• **Extracted records**
---
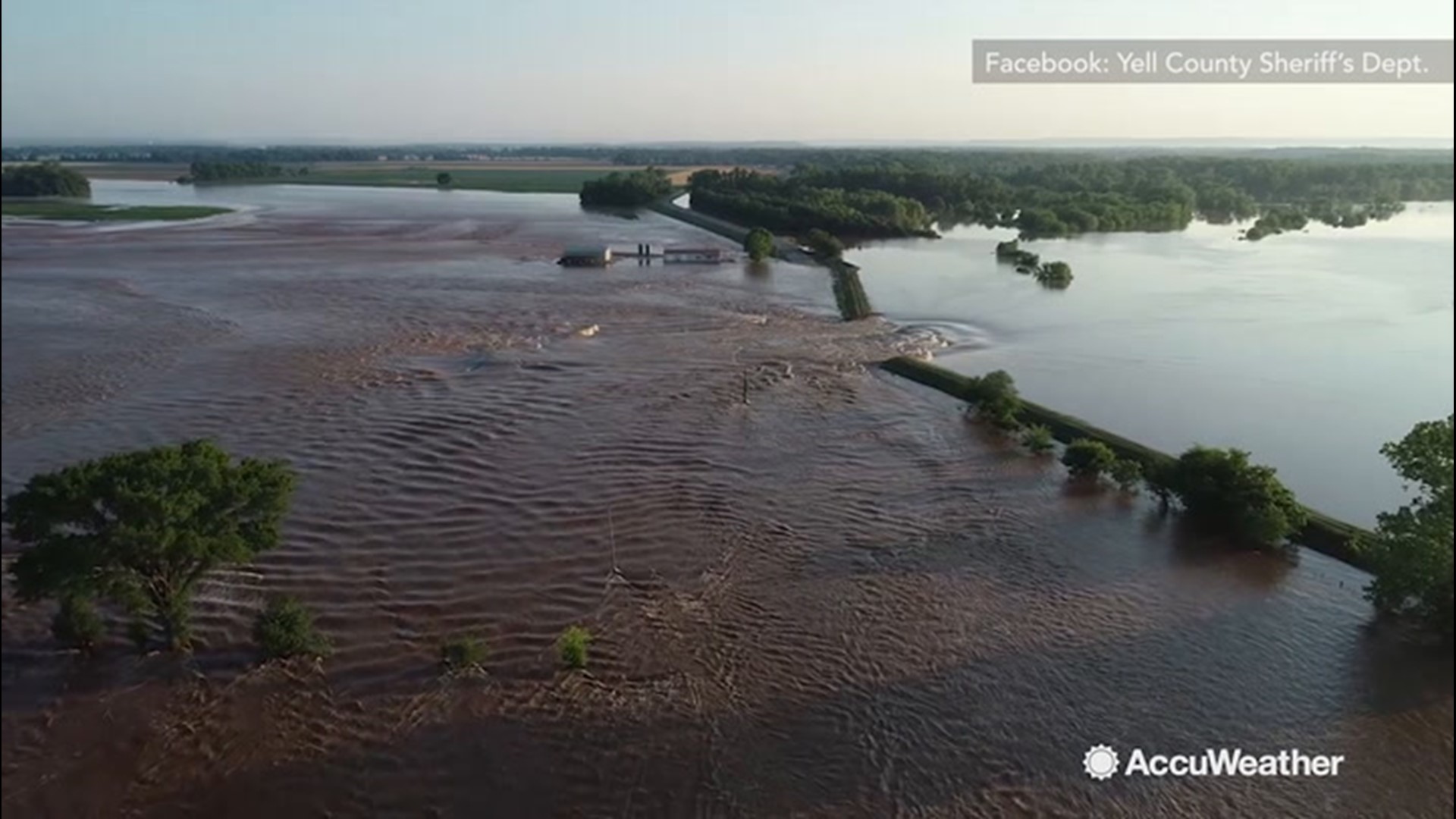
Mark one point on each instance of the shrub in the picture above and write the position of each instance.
(1411, 550)
(284, 629)
(1228, 493)
(462, 653)
(142, 529)
(573, 646)
(824, 243)
(76, 624)
(759, 243)
(1128, 474)
(140, 634)
(996, 398)
(1087, 458)
(1056, 276)
(1037, 438)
---
• **Aim of the exercise**
Rewrite the records above without the picture, keeping the request line, and shift every coordinate pair in the answers by adding 37 to both the x and y values.

• **Final answer**
Mark one point on each instance of the shrub in the picture above and write the position of each instance.
(1448, 587)
(321, 666)
(1265, 530)
(499, 690)
(179, 566)
(610, 683)
(861, 280)
(113, 661)
(796, 280)
(1165, 511)
(177, 671)
(1033, 435)
(1124, 495)
(1093, 313)
(1074, 475)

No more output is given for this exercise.